Only the lines from the one with "Keypoint placement rule: for each instance of the paved" to the end of the data below should be given again, exactly, with both ends included and pictures omitted.
+++ Excerpted records +++
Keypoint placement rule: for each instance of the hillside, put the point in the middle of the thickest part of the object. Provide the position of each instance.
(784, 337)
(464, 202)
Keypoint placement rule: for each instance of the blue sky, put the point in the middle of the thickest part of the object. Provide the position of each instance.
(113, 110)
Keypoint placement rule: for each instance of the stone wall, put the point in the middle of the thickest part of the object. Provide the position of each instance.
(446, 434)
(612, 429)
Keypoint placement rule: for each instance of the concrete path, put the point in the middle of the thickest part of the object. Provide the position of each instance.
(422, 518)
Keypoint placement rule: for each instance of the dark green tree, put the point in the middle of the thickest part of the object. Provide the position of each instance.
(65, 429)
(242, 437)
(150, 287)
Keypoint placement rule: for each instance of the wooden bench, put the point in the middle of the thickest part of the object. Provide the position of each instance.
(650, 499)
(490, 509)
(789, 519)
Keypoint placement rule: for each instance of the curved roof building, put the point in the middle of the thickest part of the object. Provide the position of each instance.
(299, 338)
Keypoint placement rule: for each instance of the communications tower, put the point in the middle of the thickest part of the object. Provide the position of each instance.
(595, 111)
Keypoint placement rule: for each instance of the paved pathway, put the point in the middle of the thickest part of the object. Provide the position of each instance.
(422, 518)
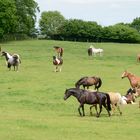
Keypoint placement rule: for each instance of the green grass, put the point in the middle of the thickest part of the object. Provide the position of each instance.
(31, 100)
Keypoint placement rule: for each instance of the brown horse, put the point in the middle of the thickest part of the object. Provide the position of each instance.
(59, 51)
(89, 81)
(91, 98)
(57, 62)
(134, 80)
(138, 58)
+++
**Task result**
Keypoint placement rule: for each instance of the paved pathway, put the point in the middle of the thickest part of the object. Provide the position of each instance.
(422, 518)
Keypoint placement rule: for each instance of the green grass, put the point in the middle of the thickest part of the object. Provide the position of each instance.
(31, 100)
Keypoint placement rule: for each instance of the brown horse, put the point in the middle of the thickest part of the object. Provide the position of each instance.
(59, 51)
(89, 81)
(91, 98)
(57, 62)
(134, 80)
(138, 58)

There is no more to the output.